WHAT TO PRODUCE. Count the lines in the listing below that contain the string "woman". Case matters. Reply with the number alone.

[Start DATA ENTRIES]

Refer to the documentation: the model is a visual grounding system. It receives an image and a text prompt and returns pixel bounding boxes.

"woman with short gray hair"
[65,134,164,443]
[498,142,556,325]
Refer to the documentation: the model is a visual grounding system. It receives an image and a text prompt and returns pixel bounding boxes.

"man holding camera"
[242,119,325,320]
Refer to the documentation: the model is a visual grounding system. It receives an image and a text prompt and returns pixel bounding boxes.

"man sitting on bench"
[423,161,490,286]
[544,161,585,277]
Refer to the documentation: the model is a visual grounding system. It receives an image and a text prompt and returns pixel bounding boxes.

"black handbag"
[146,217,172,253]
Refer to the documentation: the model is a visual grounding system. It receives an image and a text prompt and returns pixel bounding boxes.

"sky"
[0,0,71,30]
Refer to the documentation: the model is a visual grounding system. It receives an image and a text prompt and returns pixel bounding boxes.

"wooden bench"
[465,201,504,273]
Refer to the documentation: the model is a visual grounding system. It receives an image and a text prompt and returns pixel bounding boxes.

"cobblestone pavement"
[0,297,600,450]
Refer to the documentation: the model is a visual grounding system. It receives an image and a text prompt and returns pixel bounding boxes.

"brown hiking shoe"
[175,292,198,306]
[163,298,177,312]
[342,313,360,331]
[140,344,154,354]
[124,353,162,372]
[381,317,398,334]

[End DATA ENTRIES]
[Start DATA ENTRIES]

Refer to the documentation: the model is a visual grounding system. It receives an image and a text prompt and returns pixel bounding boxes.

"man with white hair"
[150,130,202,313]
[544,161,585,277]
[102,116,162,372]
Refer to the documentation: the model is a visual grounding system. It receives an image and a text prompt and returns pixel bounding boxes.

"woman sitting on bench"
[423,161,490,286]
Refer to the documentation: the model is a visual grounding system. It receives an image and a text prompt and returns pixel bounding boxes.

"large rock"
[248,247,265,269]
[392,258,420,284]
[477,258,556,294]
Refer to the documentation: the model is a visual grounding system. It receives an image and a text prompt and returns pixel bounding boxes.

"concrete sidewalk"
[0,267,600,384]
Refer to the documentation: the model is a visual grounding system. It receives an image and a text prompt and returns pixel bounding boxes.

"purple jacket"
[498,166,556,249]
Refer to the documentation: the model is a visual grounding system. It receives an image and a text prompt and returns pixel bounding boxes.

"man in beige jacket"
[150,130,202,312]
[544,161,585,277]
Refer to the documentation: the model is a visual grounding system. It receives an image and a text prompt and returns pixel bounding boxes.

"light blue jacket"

[End DATA ENTRIES]
[Start DATA ENTRIES]

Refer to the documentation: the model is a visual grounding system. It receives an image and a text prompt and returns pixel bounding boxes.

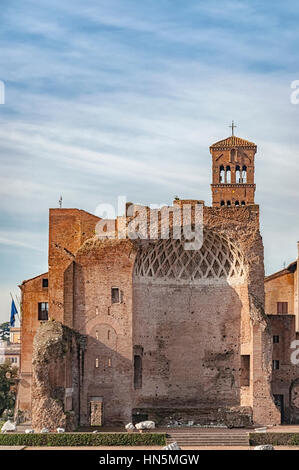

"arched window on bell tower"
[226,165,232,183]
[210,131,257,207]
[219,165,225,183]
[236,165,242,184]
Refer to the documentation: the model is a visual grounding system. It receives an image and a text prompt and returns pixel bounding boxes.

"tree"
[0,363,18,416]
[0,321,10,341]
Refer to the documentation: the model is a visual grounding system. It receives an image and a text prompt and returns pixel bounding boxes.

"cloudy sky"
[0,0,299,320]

[End DATA ENTRIES]

REPLY. 2